• INSTRUKSI A: Tulis ulang bagian artikel tentang karikatur yang dibuka dengan kata-kata "Denpasar – Karikatur" dan ditutup dengan "di ISI Denpasar.", dengan mengganti "kartunis" menjadi "karikaturis".
• INSTRUKSI B: Rangkum artikel tentang kelas karikatur ini dalam dua kalimat.
• INSTRUKSI C: Lanjutkan artikel tentang kelas karikatur di Bentara Budaya Bali mulai dari kalimat terakhirnya.

• KUTIPAN:
=======

Tak Sebatas Humor, Karikatur Sarana Kritisi Kondisi Sosial Masyarakat

19 Maret 2019, 06:38 WIB
Program Kelas Kreatif Karikatur di Bentara Budaya Bali

Denpasar – Karikatur bukan semata menampilkan humor atau kelucuan, namun juga dapat menjadi sarana menyampaikan opini dan mengkritisi situasi sosial di masyarakat. Hal tersebut diulas dalam program Kelas Kreatif Karikatur di Bentara Budaya Bali (BBB), akhir pekan lalu.

Acara bertajuk “Gores Garis Figur Bertutur” menghadirkan I Wayan Nuriarta, kartunis yang dosen Desain Komunikasi Visual di ISI Denpasar.

Kelas Kreatif ini merupakan kelanjutan dari lokakarya seputar Ikonik Dunia Kartun Indonesia yang digelar terdahulu bersama kartunis Jango Pramartha (Ketua Indonesian Cartoonist Association 2005-2010).

Bila sebelumnya dibincangkan perihal sosok-sosok ikonik dunia kartun Indonesia, berikut proses cipta dan latar sosial kultural kelahirannya, kini lebih difokuskan pada seluk beluk kartun editorial yang muncul berkala di media massa.

=======

• DATA YANG DISEDIAKAN:
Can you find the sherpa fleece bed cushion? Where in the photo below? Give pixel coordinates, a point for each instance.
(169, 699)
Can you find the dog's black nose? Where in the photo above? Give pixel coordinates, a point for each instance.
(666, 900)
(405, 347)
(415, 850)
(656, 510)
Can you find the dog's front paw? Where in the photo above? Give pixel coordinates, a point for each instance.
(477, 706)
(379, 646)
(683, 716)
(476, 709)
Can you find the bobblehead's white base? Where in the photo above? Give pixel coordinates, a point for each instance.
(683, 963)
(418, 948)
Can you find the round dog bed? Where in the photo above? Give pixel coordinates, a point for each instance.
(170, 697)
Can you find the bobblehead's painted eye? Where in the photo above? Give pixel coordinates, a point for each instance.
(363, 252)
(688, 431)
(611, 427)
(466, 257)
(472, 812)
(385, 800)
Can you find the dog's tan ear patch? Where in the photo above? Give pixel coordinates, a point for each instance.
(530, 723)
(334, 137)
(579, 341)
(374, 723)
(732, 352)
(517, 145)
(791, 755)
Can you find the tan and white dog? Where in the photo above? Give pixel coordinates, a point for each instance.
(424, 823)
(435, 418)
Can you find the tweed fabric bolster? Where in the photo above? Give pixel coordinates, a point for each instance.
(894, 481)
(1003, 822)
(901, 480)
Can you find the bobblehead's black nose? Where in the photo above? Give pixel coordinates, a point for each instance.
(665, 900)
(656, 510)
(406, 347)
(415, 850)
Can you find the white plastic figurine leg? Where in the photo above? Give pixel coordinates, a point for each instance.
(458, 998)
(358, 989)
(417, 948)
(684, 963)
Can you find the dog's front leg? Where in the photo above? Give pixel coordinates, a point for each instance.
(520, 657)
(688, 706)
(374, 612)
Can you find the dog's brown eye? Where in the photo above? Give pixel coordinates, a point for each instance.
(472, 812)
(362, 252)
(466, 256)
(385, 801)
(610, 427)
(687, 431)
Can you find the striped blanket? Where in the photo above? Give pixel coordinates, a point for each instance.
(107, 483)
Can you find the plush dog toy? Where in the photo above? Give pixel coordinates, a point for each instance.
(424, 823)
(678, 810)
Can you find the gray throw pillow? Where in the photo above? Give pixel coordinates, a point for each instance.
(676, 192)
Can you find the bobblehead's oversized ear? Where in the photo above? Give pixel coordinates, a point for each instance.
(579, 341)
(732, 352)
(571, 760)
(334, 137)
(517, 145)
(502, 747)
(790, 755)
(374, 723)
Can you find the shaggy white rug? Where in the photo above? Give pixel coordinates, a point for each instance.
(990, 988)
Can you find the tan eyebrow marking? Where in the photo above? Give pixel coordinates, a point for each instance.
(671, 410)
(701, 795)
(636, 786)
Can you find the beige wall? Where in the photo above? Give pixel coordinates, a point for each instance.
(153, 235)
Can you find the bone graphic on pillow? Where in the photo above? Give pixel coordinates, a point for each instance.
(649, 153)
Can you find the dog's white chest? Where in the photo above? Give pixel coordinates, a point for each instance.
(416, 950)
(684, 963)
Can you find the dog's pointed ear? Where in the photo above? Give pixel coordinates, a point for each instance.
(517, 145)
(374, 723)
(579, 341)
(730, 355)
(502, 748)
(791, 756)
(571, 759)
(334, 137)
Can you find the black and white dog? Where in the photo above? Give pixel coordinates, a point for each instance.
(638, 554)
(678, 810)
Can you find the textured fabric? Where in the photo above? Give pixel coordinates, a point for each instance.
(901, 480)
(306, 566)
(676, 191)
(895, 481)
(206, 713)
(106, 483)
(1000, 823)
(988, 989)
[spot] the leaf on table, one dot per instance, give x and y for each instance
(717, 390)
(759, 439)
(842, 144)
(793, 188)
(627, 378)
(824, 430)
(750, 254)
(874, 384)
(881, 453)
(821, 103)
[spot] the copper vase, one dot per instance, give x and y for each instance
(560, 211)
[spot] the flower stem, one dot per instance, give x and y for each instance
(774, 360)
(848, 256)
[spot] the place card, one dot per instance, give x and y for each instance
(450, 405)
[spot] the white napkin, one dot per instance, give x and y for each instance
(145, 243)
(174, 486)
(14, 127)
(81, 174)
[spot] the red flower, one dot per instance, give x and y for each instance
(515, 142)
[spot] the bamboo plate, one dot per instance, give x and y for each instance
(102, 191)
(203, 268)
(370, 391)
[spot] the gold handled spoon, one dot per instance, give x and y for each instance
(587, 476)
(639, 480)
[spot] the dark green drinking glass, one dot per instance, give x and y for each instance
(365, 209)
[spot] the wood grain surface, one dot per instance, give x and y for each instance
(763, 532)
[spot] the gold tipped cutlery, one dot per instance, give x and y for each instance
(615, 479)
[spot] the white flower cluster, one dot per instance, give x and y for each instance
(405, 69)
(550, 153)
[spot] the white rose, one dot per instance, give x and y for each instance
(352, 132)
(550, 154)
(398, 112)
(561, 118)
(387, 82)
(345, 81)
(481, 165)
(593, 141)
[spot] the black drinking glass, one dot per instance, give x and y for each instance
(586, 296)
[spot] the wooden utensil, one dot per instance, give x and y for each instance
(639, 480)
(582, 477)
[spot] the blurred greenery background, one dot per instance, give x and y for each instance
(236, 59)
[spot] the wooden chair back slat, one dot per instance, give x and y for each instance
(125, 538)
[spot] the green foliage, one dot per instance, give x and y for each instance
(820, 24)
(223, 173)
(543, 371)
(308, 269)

=======

• HASIL A:
Denpasar – Karikatur bukan semata menampilkan humor atau kelucuan, namun juga dapat menjadi sarana menyampaikan opini dan mengkritisi situasi sosial di masyarakat. Hal tersebut diulas dalam program Kelas Kreatif Karikatur di Bentara Budaya Bali (BBB), akhir pekan lalu.

Acara bertajuk “Gores Garis Figur Bertutur” menghadirkan I Wayan Nuriarta, karikaturis yang dosen Desain Komunikasi Visual di ISI Denpasar.

• HASIL B: Program Kelas Kreatif Karikatur di Bentara Budaya Bali mengulas bahwa karikatur tidak hanya menampilkan humor, tetapi juga dapat menjadi sarana menyampaikan opini dan mengkritisi situasi sosial, dengan menghadirkan I Wayan Nuriarta, kartunis sekaligus dosen Desain Komunikasi Visual di ISI Denpasar. Acara bertajuk "Gores Garis Figur Bertutur" ini melanjutkan lokakarya sebelumnya bersama Jango Pramartha dan kini lebih berfokus pada seluk-beluk kartun editorial yang muncul berkala di media massa.

• HASIL C:
Pada program ini diulas perihal sejarah dan perkembangan kartun dan karikatur. Karikatur sebagaimana dikenal sekarang ini bermula pertama kali di Italia pada abad ke-16, dari kata caricare, berarti kecenderungan melebih-lebihkan.

Nuriarta memaparkan, perkembangan dan periodisasi seni karikatur dan kartun editorial di Indonesia, berikut peran kehadirannya di media massa dalam mengkritisi situasi sosial yang berkembang di masyarakat.

Termasuk hal-hal apa saja yang patut diperhatikan kartunis sewaktu membuat karikatur yang kritis, namun tidak kehilangan kesan humor serta tidak menyinggung penguasa. Hal utama yang harus diperhatikan seorang kartunis sewaktu membuat karikatur yaitu harus memiliki sumber yang tepercaya.

“Selain itu kita tidak boleh menyebut nama tokoh tertentu secara langsung, serta jangan menggunakan simbol-simbol agama dan tidak menampilkan pornografi,” tegasnya.

Sebuah karikatur dapat menggiring opini publik terhadap suatu fenomena tertentu, namun di saat bersamaan juga ada kalimat atau istilah yang diplesetkan untuk menjaga kesan humor serta tidak secara langsung menyinggung pihak tertentu.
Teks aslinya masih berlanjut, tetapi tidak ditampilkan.